Exercise :: Copy the listing word for word, from its first line through the line holding "[221,247,242,275]", inclusive.

A run of listing
▬▬▬
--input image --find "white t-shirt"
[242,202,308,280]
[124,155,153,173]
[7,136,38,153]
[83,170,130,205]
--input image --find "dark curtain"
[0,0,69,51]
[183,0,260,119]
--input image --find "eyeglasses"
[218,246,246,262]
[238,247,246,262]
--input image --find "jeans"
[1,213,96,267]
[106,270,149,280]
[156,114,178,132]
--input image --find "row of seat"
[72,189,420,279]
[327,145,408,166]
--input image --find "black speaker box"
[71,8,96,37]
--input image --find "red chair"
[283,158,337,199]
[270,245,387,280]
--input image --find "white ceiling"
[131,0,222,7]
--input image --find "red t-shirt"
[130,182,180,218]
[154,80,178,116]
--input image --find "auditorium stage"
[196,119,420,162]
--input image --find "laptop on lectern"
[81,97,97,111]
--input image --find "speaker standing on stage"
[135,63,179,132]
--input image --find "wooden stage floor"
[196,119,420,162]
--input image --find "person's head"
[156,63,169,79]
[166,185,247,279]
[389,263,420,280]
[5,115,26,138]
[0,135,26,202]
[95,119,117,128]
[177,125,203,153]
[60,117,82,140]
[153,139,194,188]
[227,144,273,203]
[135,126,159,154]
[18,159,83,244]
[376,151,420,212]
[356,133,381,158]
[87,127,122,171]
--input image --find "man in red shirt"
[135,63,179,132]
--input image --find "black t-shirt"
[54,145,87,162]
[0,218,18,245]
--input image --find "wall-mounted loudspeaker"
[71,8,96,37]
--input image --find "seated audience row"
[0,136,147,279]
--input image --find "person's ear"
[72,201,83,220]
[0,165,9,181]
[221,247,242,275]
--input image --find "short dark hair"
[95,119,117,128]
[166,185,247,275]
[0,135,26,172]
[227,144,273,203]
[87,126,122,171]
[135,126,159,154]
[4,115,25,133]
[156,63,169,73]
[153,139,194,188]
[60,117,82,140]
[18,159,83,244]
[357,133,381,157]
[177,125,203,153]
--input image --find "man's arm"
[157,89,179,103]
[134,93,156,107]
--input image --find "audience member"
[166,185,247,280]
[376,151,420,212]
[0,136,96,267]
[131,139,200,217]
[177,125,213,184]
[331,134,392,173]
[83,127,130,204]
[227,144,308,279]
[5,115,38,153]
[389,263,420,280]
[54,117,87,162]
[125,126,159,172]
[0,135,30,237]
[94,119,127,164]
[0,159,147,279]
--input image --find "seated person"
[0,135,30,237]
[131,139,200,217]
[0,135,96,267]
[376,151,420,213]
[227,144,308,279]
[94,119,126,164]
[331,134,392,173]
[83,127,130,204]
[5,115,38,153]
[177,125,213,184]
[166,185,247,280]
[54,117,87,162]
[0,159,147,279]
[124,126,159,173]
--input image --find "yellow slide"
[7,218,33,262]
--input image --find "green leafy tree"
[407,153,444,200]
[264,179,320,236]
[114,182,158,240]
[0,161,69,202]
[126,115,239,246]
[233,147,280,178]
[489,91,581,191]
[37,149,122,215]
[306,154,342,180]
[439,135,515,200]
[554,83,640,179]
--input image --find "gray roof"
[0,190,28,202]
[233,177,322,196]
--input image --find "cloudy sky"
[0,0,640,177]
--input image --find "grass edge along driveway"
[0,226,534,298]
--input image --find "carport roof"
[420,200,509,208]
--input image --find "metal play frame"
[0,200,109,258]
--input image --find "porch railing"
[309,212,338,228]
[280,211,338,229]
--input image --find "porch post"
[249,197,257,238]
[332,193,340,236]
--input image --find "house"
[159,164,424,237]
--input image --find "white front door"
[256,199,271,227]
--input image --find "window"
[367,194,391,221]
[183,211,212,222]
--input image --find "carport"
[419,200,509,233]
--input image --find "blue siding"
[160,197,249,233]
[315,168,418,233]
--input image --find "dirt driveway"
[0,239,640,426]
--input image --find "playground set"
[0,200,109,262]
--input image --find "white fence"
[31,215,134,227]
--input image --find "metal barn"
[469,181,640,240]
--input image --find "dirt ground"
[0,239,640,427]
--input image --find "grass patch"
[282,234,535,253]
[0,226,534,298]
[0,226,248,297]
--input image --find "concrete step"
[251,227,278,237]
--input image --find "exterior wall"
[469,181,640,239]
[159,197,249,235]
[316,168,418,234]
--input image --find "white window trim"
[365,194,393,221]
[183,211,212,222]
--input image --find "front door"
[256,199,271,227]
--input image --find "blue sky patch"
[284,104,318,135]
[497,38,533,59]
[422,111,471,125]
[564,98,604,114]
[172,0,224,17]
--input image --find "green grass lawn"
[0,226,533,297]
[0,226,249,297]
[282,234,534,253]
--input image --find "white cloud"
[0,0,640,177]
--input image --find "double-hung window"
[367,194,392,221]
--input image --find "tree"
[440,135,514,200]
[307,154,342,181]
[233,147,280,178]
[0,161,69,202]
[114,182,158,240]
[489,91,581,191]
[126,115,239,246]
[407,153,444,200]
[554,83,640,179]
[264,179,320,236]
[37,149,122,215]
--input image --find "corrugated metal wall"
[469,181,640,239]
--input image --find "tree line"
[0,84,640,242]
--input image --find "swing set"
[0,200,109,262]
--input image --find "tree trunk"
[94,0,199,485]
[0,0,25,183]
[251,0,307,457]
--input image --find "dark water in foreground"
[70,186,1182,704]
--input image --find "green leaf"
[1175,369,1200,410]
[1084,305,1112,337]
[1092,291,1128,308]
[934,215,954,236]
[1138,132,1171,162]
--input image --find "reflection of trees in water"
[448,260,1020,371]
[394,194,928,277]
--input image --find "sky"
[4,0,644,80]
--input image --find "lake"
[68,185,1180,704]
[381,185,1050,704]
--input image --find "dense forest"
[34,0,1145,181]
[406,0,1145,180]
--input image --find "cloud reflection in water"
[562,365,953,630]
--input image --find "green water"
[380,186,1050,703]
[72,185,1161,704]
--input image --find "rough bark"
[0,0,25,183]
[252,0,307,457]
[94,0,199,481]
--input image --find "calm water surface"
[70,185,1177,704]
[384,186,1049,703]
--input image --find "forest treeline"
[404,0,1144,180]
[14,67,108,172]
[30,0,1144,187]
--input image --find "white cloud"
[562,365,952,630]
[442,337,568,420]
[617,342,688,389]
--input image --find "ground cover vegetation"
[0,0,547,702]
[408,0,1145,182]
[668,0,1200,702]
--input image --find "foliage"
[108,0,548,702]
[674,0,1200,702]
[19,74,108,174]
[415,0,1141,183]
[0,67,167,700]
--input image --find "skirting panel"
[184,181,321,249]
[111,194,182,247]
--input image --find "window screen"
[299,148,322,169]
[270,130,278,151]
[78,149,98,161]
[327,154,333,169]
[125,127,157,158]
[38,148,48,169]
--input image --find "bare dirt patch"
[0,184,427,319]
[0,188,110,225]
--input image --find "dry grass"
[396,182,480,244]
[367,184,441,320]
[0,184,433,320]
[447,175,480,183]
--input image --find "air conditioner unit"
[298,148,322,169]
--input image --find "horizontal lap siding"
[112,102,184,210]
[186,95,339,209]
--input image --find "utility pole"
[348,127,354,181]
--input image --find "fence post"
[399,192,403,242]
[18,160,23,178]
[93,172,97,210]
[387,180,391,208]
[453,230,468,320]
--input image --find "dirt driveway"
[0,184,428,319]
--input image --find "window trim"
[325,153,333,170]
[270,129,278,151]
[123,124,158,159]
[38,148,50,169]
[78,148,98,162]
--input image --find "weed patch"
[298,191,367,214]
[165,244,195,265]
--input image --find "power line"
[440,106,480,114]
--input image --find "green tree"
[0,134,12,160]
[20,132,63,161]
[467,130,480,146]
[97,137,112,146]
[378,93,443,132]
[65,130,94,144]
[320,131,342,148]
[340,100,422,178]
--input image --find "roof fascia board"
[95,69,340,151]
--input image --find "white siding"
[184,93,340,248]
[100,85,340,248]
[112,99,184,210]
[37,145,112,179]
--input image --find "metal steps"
▬▬▬
Output of the exercise ::
--input image --find "white t-shirt"
[242,202,308,280]
[124,155,153,173]
[7,136,38,153]
[83,170,130,205]
--input image --find "dark curtain"
[0,0,69,51]
[183,0,260,119]
--input image --find "eyeglasses"
[218,246,246,262]
[238,247,246,262]
--input image --find "jeans"
[1,213,96,267]
[106,270,149,280]
[156,114,178,132]
--input image --find "row of seat"
[72,189,420,279]
[327,145,408,166]
--input image --find "black speaker box"
[71,8,96,37]
--input image --find "red chair"
[283,158,337,199]
[270,245,387,280]
--input image --find "white ceiling"
[131,0,222,7]
--input image --find "red t-shirt"
[130,182,180,218]
[154,80,178,116]
--input image --find "auditorium stage"
[196,119,420,162]
--input image --find "laptop on lectern"
[81,97,97,111]
--input image --find "speaker standing on stage"
[135,63,179,132]
--input image --find "wooden stage floor"
[196,119,420,162]
--input image --find "person's head"
[156,63,169,79]
[166,185,247,279]
[389,263,420,280]
[5,115,26,138]
[0,135,26,202]
[95,119,117,128]
[177,125,203,153]
[60,117,82,140]
[153,139,194,188]
[227,144,273,203]
[135,126,159,154]
[18,159,83,244]
[376,151,420,212]
[356,133,381,158]
[87,127,122,171]
--input image --find "man in red shirt"
[135,63,179,132]
--input image --find "black t-shirt"
[54,145,87,162]
[0,218,18,245]
--input image --find "wall-mounted loudspeaker"
[71,8,96,37]
--input image --find "seated audience row"
[0,136,147,279]
--input image --find "person's ear"
[72,201,83,220]
[0,165,9,181]
[221,247,242,275]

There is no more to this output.